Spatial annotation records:

## start

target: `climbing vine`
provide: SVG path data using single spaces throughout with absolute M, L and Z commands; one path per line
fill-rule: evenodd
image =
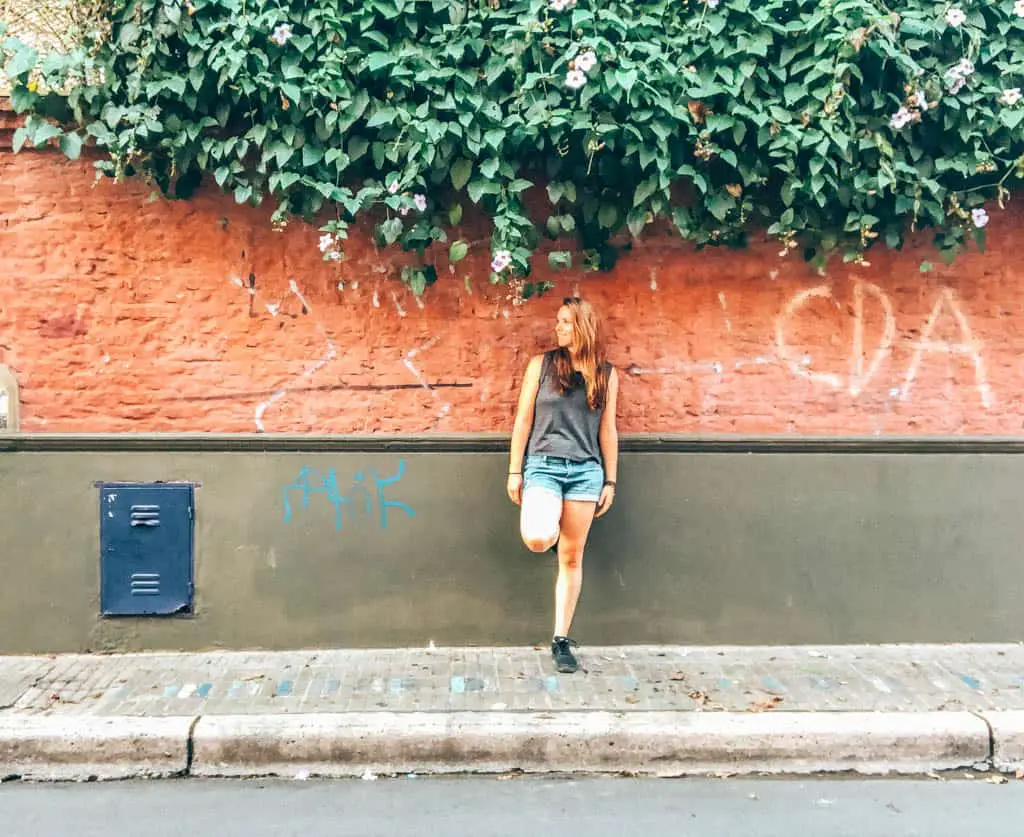
M 68 54 L 8 38 L 16 149 L 187 197 L 212 180 L 324 258 L 373 219 L 417 292 L 493 219 L 494 281 L 672 224 L 818 266 L 984 246 L 1024 177 L 1024 0 L 108 0 Z M 323 222 L 325 214 L 330 219 Z M 574 242 L 574 243 L 573 243 Z M 532 286 L 526 285 L 526 293 Z

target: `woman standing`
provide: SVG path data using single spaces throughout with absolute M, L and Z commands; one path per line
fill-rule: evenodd
M 615 498 L 618 374 L 605 359 L 601 324 L 589 302 L 566 297 L 555 324 L 558 348 L 526 367 L 512 430 L 508 494 L 521 507 L 519 531 L 534 552 L 557 545 L 551 654 L 577 671 L 569 627 L 583 585 L 583 550 L 594 517 Z

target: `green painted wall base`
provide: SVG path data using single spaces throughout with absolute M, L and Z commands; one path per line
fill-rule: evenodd
M 506 444 L 0 438 L 0 652 L 545 641 L 555 562 L 519 543 Z M 581 642 L 1024 634 L 1019 442 L 623 447 Z M 98 480 L 199 484 L 195 615 L 99 617 Z

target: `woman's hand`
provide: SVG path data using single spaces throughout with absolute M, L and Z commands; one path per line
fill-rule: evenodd
M 597 500 L 597 512 L 594 516 L 600 517 L 611 508 L 613 502 L 615 502 L 615 487 L 606 485 L 601 489 L 601 496 Z
M 517 506 L 522 504 L 522 474 L 521 473 L 510 473 L 509 482 L 505 487 L 508 492 L 509 500 L 515 503 Z

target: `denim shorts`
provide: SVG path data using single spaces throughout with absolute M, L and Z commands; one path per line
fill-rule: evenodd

## end

# [PROBLEM STATEMENT]
Convert every one of the entries above into a JSON list of strings with one string per line, dropping blank lines and leaving the pictures out.

# [RESPONSE TO THE EXERCISE]
[
  "target: `climbing vine`",
  "provide: SVG path data using single spaces throughout with absolute M, L and Z commands; one path per line",
  "fill-rule: evenodd",
  "image =",
  "M 68 54 L 8 38 L 16 149 L 187 197 L 212 180 L 324 258 L 373 219 L 417 292 L 493 219 L 494 281 L 672 224 L 818 266 L 984 246 L 1024 177 L 1024 0 L 108 0 Z M 323 222 L 325 214 L 330 219 Z M 574 242 L 574 243 L 573 243 Z M 532 286 L 526 285 L 526 293 Z",
  "target: `woman standing`",
  "provide: SVG path data using single spaces throughout with absolute M, L and Z commands; one path per line",
  "fill-rule: evenodd",
  "M 615 498 L 618 374 L 605 359 L 601 324 L 589 302 L 566 297 L 555 324 L 558 348 L 526 367 L 512 430 L 508 494 L 521 507 L 519 531 L 534 552 L 557 545 L 551 654 L 577 671 L 569 627 L 583 585 L 583 550 L 594 517 Z",
  "target: `green painted wall base`",
  "provide: SVG path data using single spaces throughout with absolute M, L and Z commands; one path per line",
  "fill-rule: evenodd",
  "M 506 444 L 0 438 L 0 652 L 545 641 L 555 562 L 519 543 Z M 581 642 L 1024 634 L 1019 442 L 623 447 Z M 98 480 L 199 484 L 195 615 L 99 617 Z",
  "target: `woman's hand`",
  "provide: SVG path data using single spaces throughout with absolute M, L and Z commands; one path per line",
  "fill-rule: evenodd",
  "M 597 500 L 597 512 L 594 516 L 600 517 L 611 508 L 613 502 L 615 502 L 615 487 L 606 485 L 601 489 L 601 496 Z",
  "M 517 506 L 522 504 L 522 474 L 521 473 L 510 473 L 509 482 L 505 487 L 508 492 L 509 500 L 515 503 Z",
  "target: `denim shorts`",
  "provide: SVG path data using single spaces throughout with absolute M, L and Z commands; one path per line",
  "fill-rule: evenodd"
]